>> start RECORDS FOR THE EXERCISE

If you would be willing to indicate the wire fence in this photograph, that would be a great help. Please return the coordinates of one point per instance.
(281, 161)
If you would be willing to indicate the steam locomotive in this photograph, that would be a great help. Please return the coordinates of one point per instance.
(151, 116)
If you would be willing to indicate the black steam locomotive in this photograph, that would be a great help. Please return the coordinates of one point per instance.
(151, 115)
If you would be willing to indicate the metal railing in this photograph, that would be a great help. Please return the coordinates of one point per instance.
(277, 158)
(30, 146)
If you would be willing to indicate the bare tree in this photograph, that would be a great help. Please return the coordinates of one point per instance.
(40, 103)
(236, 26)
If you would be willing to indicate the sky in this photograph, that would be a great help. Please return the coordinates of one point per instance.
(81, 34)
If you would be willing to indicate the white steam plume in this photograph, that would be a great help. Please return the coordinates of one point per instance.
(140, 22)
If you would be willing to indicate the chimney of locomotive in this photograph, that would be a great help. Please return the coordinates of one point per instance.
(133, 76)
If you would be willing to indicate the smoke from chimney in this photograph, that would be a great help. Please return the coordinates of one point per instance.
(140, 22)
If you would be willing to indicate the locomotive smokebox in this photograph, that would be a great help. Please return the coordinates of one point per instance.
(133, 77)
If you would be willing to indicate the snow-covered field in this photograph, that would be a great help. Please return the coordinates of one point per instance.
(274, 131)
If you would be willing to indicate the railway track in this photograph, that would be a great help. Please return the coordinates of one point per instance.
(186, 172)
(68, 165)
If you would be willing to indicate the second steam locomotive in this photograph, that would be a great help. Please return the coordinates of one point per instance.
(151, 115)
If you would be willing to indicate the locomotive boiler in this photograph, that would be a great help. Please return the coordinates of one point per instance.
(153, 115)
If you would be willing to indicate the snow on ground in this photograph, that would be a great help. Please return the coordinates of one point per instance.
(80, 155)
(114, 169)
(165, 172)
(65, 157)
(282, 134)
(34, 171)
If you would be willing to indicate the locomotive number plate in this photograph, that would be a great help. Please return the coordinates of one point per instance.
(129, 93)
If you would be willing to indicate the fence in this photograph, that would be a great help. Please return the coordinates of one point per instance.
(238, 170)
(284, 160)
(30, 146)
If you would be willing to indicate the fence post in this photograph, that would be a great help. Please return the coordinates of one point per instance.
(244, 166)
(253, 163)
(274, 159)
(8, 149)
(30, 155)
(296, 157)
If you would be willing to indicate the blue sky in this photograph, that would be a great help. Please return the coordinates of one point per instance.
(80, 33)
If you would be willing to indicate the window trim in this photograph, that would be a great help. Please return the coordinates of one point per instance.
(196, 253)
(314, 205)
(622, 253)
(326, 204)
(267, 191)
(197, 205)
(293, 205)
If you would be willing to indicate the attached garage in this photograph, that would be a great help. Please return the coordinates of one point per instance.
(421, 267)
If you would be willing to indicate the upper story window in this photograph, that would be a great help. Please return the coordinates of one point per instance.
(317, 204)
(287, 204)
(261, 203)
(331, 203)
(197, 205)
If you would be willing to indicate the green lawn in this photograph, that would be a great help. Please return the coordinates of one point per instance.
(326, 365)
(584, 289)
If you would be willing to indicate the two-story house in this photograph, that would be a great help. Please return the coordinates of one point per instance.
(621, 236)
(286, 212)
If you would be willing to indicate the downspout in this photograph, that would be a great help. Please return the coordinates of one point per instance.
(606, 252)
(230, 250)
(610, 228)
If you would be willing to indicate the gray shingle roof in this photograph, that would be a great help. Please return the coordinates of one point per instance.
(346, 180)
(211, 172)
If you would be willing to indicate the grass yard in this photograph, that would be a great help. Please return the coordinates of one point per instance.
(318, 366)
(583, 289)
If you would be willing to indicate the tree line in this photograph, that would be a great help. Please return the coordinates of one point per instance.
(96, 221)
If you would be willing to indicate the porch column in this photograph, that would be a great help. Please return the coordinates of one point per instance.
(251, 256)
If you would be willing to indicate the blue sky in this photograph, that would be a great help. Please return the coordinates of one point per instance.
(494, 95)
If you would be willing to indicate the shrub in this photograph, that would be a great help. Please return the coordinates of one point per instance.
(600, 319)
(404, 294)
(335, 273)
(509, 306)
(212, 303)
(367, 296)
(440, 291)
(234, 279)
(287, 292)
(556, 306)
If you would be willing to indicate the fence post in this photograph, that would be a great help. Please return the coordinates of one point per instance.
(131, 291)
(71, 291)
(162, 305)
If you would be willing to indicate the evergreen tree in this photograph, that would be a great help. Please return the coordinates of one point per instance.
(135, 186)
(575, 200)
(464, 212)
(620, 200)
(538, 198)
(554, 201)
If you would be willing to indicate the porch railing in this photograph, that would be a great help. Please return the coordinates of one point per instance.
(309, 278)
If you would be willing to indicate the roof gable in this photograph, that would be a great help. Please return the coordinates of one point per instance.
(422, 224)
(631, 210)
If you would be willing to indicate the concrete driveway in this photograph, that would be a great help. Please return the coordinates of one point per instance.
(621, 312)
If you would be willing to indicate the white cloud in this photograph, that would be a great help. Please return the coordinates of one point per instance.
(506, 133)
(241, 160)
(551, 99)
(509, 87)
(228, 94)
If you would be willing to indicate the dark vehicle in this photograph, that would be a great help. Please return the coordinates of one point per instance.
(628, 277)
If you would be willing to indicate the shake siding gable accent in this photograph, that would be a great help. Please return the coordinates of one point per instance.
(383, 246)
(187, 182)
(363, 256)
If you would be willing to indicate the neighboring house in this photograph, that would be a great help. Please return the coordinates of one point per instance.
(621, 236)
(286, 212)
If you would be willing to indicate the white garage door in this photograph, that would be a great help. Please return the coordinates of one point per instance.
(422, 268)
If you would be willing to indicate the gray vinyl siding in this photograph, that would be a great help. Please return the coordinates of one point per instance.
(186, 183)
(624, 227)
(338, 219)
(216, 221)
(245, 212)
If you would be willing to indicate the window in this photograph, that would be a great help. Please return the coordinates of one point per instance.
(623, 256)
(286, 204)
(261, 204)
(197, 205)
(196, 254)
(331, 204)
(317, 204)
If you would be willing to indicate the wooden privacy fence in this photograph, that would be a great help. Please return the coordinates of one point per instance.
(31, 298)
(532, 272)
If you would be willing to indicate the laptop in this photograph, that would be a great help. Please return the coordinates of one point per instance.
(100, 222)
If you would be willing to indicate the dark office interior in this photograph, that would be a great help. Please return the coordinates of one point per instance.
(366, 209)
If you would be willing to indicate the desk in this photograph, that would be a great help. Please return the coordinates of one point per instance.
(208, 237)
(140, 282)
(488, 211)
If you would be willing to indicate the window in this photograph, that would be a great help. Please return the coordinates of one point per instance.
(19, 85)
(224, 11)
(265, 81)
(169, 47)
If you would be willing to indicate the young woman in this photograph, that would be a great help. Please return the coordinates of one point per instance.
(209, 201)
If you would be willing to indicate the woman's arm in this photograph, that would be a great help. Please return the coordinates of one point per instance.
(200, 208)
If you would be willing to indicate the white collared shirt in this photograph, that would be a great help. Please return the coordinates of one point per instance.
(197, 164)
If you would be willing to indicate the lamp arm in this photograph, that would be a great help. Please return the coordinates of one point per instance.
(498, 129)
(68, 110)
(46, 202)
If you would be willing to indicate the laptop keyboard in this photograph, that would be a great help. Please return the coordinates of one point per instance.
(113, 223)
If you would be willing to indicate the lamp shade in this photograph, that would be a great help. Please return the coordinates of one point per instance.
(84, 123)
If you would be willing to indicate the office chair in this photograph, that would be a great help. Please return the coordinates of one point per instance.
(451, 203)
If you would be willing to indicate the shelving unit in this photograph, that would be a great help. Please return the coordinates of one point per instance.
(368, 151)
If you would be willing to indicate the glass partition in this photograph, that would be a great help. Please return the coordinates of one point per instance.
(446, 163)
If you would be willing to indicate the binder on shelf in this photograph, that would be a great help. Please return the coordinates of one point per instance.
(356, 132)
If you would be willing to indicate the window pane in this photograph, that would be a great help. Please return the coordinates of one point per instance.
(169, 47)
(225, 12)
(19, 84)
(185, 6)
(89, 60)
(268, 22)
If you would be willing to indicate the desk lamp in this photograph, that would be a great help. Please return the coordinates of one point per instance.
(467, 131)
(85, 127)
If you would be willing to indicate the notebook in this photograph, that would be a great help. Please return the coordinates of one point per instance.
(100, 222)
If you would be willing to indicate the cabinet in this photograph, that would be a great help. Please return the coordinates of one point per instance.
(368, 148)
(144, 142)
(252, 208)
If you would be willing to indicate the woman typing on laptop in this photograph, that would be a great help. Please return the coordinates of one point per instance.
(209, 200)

>> end RECORDS FOR THE EXERCISE

#### STATED PROBLEM:
Everything from the line containing "If you would be willing to indicate the desk lamp" to the end of the data above should be quoted exactly, please, both ends included, and nothing outside that span.

#### WRITTEN ANSWER:
If you would be willing to indicate the desk lamp in this photograph, that would be a great help. Please return the coordinates of one point per instance.
(467, 131)
(85, 127)
If you would be willing to indicate the notebook in this photograph, that would be a great help. Please return the coordinates of one point per instance.
(100, 222)
If you would be willing to indicate the cabinet in this photograph, that would be a great help. Please return the coordinates of one point per instance.
(368, 148)
(144, 142)
(252, 208)
If you would be willing to indicate the woman typing on laptop in this photograph, that would be a great help. Please return the coordinates of one point per instance.
(209, 200)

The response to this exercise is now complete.